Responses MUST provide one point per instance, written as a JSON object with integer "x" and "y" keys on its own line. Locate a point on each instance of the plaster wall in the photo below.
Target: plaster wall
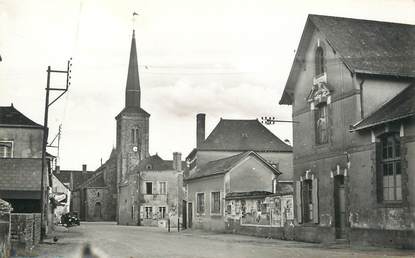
{"x": 27, "y": 142}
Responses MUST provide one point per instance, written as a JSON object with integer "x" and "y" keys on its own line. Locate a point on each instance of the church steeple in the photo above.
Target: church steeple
{"x": 132, "y": 91}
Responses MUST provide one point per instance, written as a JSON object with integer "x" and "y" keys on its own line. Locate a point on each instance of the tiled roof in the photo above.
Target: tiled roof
{"x": 371, "y": 46}
{"x": 96, "y": 181}
{"x": 78, "y": 177}
{"x": 20, "y": 174}
{"x": 243, "y": 135}
{"x": 221, "y": 166}
{"x": 10, "y": 116}
{"x": 155, "y": 162}
{"x": 401, "y": 106}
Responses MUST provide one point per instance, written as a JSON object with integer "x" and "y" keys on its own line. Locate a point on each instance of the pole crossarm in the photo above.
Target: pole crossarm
{"x": 44, "y": 197}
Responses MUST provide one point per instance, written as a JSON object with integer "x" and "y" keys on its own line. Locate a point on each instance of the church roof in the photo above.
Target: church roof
{"x": 155, "y": 162}
{"x": 11, "y": 117}
{"x": 400, "y": 107}
{"x": 364, "y": 46}
{"x": 133, "y": 111}
{"x": 243, "y": 135}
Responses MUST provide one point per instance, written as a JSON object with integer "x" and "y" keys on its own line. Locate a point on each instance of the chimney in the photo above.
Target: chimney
{"x": 177, "y": 161}
{"x": 200, "y": 129}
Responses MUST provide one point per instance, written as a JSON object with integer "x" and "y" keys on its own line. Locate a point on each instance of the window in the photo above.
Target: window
{"x": 319, "y": 61}
{"x": 307, "y": 195}
{"x": 162, "y": 212}
{"x": 215, "y": 202}
{"x": 390, "y": 165}
{"x": 200, "y": 205}
{"x": 149, "y": 187}
{"x": 135, "y": 136}
{"x": 149, "y": 212}
{"x": 321, "y": 123}
{"x": 163, "y": 187}
{"x": 6, "y": 149}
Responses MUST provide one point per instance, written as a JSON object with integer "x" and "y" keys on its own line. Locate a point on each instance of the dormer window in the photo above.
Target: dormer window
{"x": 6, "y": 149}
{"x": 319, "y": 61}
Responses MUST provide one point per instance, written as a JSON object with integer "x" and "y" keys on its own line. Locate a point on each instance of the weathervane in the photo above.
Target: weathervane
{"x": 134, "y": 14}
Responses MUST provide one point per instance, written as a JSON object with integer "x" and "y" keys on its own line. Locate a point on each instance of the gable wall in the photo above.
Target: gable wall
{"x": 284, "y": 159}
{"x": 27, "y": 143}
{"x": 251, "y": 175}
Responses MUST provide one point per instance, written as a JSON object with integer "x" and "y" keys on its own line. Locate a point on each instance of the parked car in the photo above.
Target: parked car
{"x": 70, "y": 219}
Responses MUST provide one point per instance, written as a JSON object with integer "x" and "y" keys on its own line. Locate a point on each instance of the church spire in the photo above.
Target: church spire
{"x": 132, "y": 91}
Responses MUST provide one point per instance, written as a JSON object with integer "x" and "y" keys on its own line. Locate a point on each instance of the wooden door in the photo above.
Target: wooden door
{"x": 184, "y": 212}
{"x": 190, "y": 214}
{"x": 340, "y": 207}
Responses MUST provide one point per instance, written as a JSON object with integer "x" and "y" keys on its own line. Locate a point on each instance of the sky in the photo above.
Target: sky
{"x": 225, "y": 58}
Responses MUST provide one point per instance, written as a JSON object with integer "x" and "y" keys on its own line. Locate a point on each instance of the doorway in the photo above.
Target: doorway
{"x": 190, "y": 214}
{"x": 340, "y": 207}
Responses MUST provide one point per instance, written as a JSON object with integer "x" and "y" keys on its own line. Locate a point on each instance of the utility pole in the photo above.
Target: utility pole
{"x": 45, "y": 136}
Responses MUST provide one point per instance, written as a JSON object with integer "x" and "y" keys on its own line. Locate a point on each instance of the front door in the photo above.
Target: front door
{"x": 340, "y": 207}
{"x": 190, "y": 213}
{"x": 184, "y": 212}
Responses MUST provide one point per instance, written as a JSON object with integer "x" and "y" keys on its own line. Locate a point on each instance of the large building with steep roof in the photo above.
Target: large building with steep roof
{"x": 238, "y": 156}
{"x": 351, "y": 91}
{"x": 21, "y": 163}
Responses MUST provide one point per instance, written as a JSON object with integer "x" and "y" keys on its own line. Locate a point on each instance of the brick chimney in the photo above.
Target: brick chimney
{"x": 177, "y": 161}
{"x": 200, "y": 129}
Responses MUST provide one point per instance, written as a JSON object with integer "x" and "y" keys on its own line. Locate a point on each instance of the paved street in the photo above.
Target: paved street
{"x": 110, "y": 240}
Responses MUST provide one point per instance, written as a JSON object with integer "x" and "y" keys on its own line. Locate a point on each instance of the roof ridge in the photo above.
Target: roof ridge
{"x": 357, "y": 19}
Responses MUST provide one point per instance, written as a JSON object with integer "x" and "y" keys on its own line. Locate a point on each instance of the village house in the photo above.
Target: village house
{"x": 239, "y": 157}
{"x": 354, "y": 151}
{"x": 156, "y": 189}
{"x": 21, "y": 164}
{"x": 61, "y": 197}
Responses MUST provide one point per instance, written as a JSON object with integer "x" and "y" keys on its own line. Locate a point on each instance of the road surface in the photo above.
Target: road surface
{"x": 110, "y": 240}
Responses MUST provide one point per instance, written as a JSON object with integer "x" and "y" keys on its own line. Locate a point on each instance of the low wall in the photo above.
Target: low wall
{"x": 381, "y": 237}
{"x": 25, "y": 230}
{"x": 284, "y": 233}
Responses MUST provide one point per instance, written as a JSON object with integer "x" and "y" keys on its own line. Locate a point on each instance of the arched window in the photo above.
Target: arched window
{"x": 319, "y": 61}
{"x": 390, "y": 167}
{"x": 321, "y": 123}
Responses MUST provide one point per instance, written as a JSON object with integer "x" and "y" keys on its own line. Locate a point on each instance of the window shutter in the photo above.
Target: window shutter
{"x": 315, "y": 201}
{"x": 298, "y": 206}
{"x": 378, "y": 171}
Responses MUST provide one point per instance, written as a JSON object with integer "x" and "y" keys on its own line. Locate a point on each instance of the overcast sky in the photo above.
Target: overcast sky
{"x": 225, "y": 58}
....................
- [What you should do]: Leave the images out and output the remaining material exactly as it stands.

- [Exercise solution]:
Responses MUST provide one point per instance, written as a JSON object with integer "x" and "y" keys on its own line. Locate a point on each instance of the plaster wall in the photo below.
Target: plaster wall
{"x": 27, "y": 142}
Responses MUST provide one point per instance, written as a JSON object with integer "x" and "y" keys on its own line. Locate a point on each instance of the church steeple in the photo above.
Target: church steeple
{"x": 132, "y": 91}
Responses MUST provide one point per instance, written as a JSON object with integer "x" and "y" keys on its own line. Locate a point on each instance of the tiled roof in the photo above.
Target: tiled roof
{"x": 371, "y": 46}
{"x": 96, "y": 181}
{"x": 78, "y": 177}
{"x": 20, "y": 174}
{"x": 243, "y": 135}
{"x": 221, "y": 166}
{"x": 10, "y": 116}
{"x": 155, "y": 162}
{"x": 401, "y": 106}
Responses MUST provide one point per instance, written as a JSON object with integer "x" and "y" keys on its own line. Locate a point on each instance of the pole crossarm in the photo above.
Target: pole crossarm
{"x": 44, "y": 197}
Responses MUST provide one point per instance, written as a JSON object with integer "x" and "y" keys on its own line. Locate a point on each instance of the church roof in the photo above.
Target: church roof
{"x": 155, "y": 162}
{"x": 11, "y": 117}
{"x": 400, "y": 107}
{"x": 364, "y": 46}
{"x": 133, "y": 111}
{"x": 243, "y": 135}
Responses MUST provide one point per instance, written as a JSON object with integer "x" and "y" keys on its own line. Locate a point on each instance of the chimney in the photo above.
Target: chimney
{"x": 177, "y": 161}
{"x": 200, "y": 129}
Responses MUST provide one point per instance, written as a JSON object with integer "x" and "y" keys on its own line. Locate a point on each instance of the window in the photo above.
Target: window
{"x": 319, "y": 61}
{"x": 307, "y": 195}
{"x": 162, "y": 212}
{"x": 215, "y": 202}
{"x": 390, "y": 165}
{"x": 200, "y": 205}
{"x": 149, "y": 187}
{"x": 135, "y": 136}
{"x": 149, "y": 212}
{"x": 321, "y": 123}
{"x": 163, "y": 187}
{"x": 6, "y": 149}
Responses MUST provide one point per instance, written as a JSON object with integer "x" and "y" keys on its own line. Locate a point on each instance of the dormer window in the photo above.
Target: dormer window
{"x": 6, "y": 149}
{"x": 319, "y": 61}
Responses MUST provide one point per instance, written as a JSON object with integer "x" and "y" keys on its own line. Locate a point on each instance of the weathervane in the photo above.
Target: weathervane
{"x": 134, "y": 14}
Responses MUST provide one point per instance, written as a JSON object with integer "x" and "y" keys on its own line. Locate a point on each instance of the gable wall in the photo above.
Target: gable wall
{"x": 284, "y": 159}
{"x": 27, "y": 143}
{"x": 251, "y": 175}
Responses MUST provide one point per instance, written as a JSON object with integer "x" and "y" keys on its own line. Locate a point on each instance of the parked car in the photo above.
Target: parked car
{"x": 70, "y": 219}
Responses MUST provide one point per instance, written as a JSON object with integer "x" and "y" keys on its own line. Locate a point on each instance of the church spire in the photo above.
Target: church spire
{"x": 132, "y": 91}
Responses MUST provide one point per instance, written as a JSON object with integer "x" and "y" keys on its own line. Locate a point on each instance of the wooden door in the photo above.
Target: wooden door
{"x": 184, "y": 212}
{"x": 190, "y": 214}
{"x": 340, "y": 207}
Responses MUST provide one point per instance, written as a JSON object with integer "x" and "y" keys on its own line. Locate a point on each instance of the sky in the photo above.
Target: sky
{"x": 225, "y": 58}
Responses MUST provide one point per instance, written as a JSON object with integer "x" and "y" keys on its own line. Locate a point on each instance of the doorway in the photo above.
Target: doorway
{"x": 190, "y": 214}
{"x": 340, "y": 207}
Responses MUST provide one point per instance, written as a JSON object with integer "x" and "y" keys on its own line. Locate a point on each instance of the utility pole in the photo above.
Target: utility pole
{"x": 45, "y": 136}
Responses MUST provide one point per instance, written as a JSON object with integer "x" and "y" keys on its own line. Locate a point on each instance of the front door in the photo above.
Target: front door
{"x": 340, "y": 207}
{"x": 190, "y": 213}
{"x": 184, "y": 212}
Responses MUST provide one point per instance, written as a JSON object with integer "x" and "y" keys on its own line. Locate a point on each instance of the large building with steep roof in the photo above.
Target: large building with steep roof
{"x": 238, "y": 156}
{"x": 351, "y": 91}
{"x": 21, "y": 163}
Responses MUST provide one point per instance, written as a JSON object with integer "x" and "y" keys on its own line. Locate a point on each instance of the brick chimney in the photo above.
Target: brick chimney
{"x": 177, "y": 161}
{"x": 200, "y": 129}
Responses MUST provide one point per instance, written as a JSON object with integer "x" and "y" keys on its own line. Locate a point on each instance of the paved street in the photo above.
Target: paved street
{"x": 110, "y": 240}
Responses MUST provide one point per instance, written as a JSON object with integer "x" and "y" keys on its own line. Locate a point on each instance of the roof ridge in the photo above.
Target: roof ridge
{"x": 357, "y": 19}
Responses MUST provide one point per instance, written as a JSON object with integer "x" and "y" keys on its own line. Locate a point on each instance of the village house in the photo above.
Target: village house
{"x": 239, "y": 157}
{"x": 354, "y": 151}
{"x": 156, "y": 189}
{"x": 21, "y": 164}
{"x": 61, "y": 197}
Responses MUST provide one point per instance, written as a JSON object with integer "x" and "y" keys on its own line. Locate a point on each instance of the road surface in the photo above.
Target: road surface
{"x": 110, "y": 240}
Responses MUST provide one point per instance, written as a JSON object with integer "x" and "y" keys on its own line. Locate a point on each instance of the low wall in the photo above.
Target: low wall
{"x": 381, "y": 237}
{"x": 25, "y": 230}
{"x": 284, "y": 233}
Responses MUST provide one point per instance, written as a JSON object with integer "x" and "y" keys on its own line. Locate a point on each instance of the arched window in the photo above.
Target: arched window
{"x": 319, "y": 61}
{"x": 390, "y": 167}
{"x": 321, "y": 123}
Responses MUST provide one point per instance, written as a JSON object with integer "x" and "y" keys on its own line. Locate a point on each instance of the window shutter in the photo above.
Target: window shutter
{"x": 315, "y": 201}
{"x": 298, "y": 206}
{"x": 378, "y": 171}
Responses MUST provide one point per instance, written as a JSON object with integer "x" and "y" keys on its own line. Locate a point on each instance of the overcast sky in the photo above.
Target: overcast sky
{"x": 225, "y": 58}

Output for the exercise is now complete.